◆ **EXERCISE INSTRUCTIONS**
A. In the passage about Keating, rewrite everything from "At this point, the" down to "trial to begin.", changing "parking lot" to "garage".
B. According to the passage about Keating, where is Keating waiting for his trial to begin?
C. Please write the next part of the passage about Keating, picking up after its final sentence.

One of Keating's aides poured a bottle of champagne down the front of a secretary's blouse. She screamed and then giggled uncontrollably. Everyone in the crowded room roared approval.

Keating responded by calling for the champagne to be chilled down as cold as they could make it. On this night, Keating was on top of the world. The $1 million he had spent in payoffs to Senators John McCain and Dennis DeConcini and all the others in Washington then seemed worth every penny expended.

At this point, the megalomaniacal Keating had no way of knowing the path ahead for him.

Now, I walked around Keating's old parking lot. It was empty. American Continental and Lincoln Savings are no more. The Phoenician resort is being run by the government. Everyone's moved on to other places.

Keating sits in his home in Paradise Valley waiting for his trial to begin.

A sign on the front door of his old office building reads: "Not Open to the Public."

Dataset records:
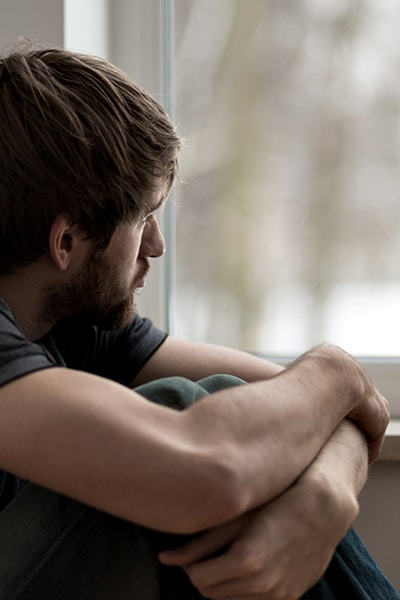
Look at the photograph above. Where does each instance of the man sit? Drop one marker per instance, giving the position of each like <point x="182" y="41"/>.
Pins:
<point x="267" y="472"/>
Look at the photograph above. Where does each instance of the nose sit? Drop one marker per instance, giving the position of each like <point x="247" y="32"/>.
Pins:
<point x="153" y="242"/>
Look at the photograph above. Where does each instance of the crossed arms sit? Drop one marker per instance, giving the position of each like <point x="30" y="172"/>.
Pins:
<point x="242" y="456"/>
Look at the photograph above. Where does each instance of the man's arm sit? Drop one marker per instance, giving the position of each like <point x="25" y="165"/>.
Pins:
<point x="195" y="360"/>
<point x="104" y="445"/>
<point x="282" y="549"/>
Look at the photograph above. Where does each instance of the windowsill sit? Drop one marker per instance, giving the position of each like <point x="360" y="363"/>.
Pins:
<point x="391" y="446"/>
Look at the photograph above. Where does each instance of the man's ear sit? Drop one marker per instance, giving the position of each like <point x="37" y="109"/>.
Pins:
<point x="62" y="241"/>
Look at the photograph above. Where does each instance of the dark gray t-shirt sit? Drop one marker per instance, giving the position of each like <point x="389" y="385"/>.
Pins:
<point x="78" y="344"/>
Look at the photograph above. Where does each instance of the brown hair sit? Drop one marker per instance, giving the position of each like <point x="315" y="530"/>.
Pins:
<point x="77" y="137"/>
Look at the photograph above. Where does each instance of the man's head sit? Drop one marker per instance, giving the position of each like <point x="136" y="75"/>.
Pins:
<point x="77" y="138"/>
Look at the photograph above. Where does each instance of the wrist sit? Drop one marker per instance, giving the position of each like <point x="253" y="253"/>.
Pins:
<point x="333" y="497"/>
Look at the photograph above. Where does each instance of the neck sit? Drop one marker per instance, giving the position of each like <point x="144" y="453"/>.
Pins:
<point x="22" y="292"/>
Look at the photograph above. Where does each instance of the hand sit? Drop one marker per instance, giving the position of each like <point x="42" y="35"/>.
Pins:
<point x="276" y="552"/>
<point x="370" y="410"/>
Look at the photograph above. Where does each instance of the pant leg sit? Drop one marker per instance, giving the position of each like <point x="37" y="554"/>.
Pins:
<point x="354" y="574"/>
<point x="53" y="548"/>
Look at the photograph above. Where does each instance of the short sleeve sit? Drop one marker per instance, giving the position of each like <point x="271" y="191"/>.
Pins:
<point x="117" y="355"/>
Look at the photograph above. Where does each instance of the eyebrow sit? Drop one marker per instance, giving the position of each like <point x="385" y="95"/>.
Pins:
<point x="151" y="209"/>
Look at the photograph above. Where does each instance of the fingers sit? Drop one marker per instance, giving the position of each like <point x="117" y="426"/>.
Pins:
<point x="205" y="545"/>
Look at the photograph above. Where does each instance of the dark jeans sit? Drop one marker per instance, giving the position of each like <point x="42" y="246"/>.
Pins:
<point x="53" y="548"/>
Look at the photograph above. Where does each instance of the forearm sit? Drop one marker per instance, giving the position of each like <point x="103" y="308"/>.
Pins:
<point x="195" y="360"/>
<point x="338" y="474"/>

◆ **OUTPUTS IN ORDER**
A.
At this point, the megalomaniacal Keating had no way of knowing the path ahead for him.

Now, I walked around Keating's old garage. It was empty. American Continental and Lincoln Savings are no more. The Phoenician resort is being run by the government. Everyone's moved on to other places.

Keating sits in his home in Paradise Valley waiting for his trial to begin.

B. In his home in Paradise Valley.

C.
Just to the west of Keating, in Camelback Plaza at 2621 East Camelback, was the office of Major General John K. Singlaub, retired.

General Singlaub was a 35-year military veteran. He had fought with the OSS behind the lines in both Europe and the Pacific during World War II. He was a friend of William J. Casey, later Ronald Reagan's chief of the Central Intelligence Agency.

After the war, Singlaub established the Ranger Training Center at Fort Benning, Georgia. He was a CIA deputy chief in Korea and also served there as a combat commander.

During Vietnam, Singlaub was commander of the Unconventional Warfare Task Force and was on-site commander of Operation Phoenix, an assassination and counter-terror campaign. He became one of the most decorated officers in modern American history.

In 1980, he became head of the World Anti-Communist League with his main office here in Phoenix.

Singlaub began by recruiting former U.S. soldiers to train the army of El Salvador. He also briefed U.S. officials on guerrilla operations on which he was an expert.

It was after delivering one of these speeches that Singlaub met Oliver North, who was in the audience.

From then on, Singlaub met regularly with North in Washington. He became a one-man collection agency for North and the contras. The frequency of the meetings with North has been verified by a study of North's notebooks done by Theodore Draper for his new book A Very Thin Line.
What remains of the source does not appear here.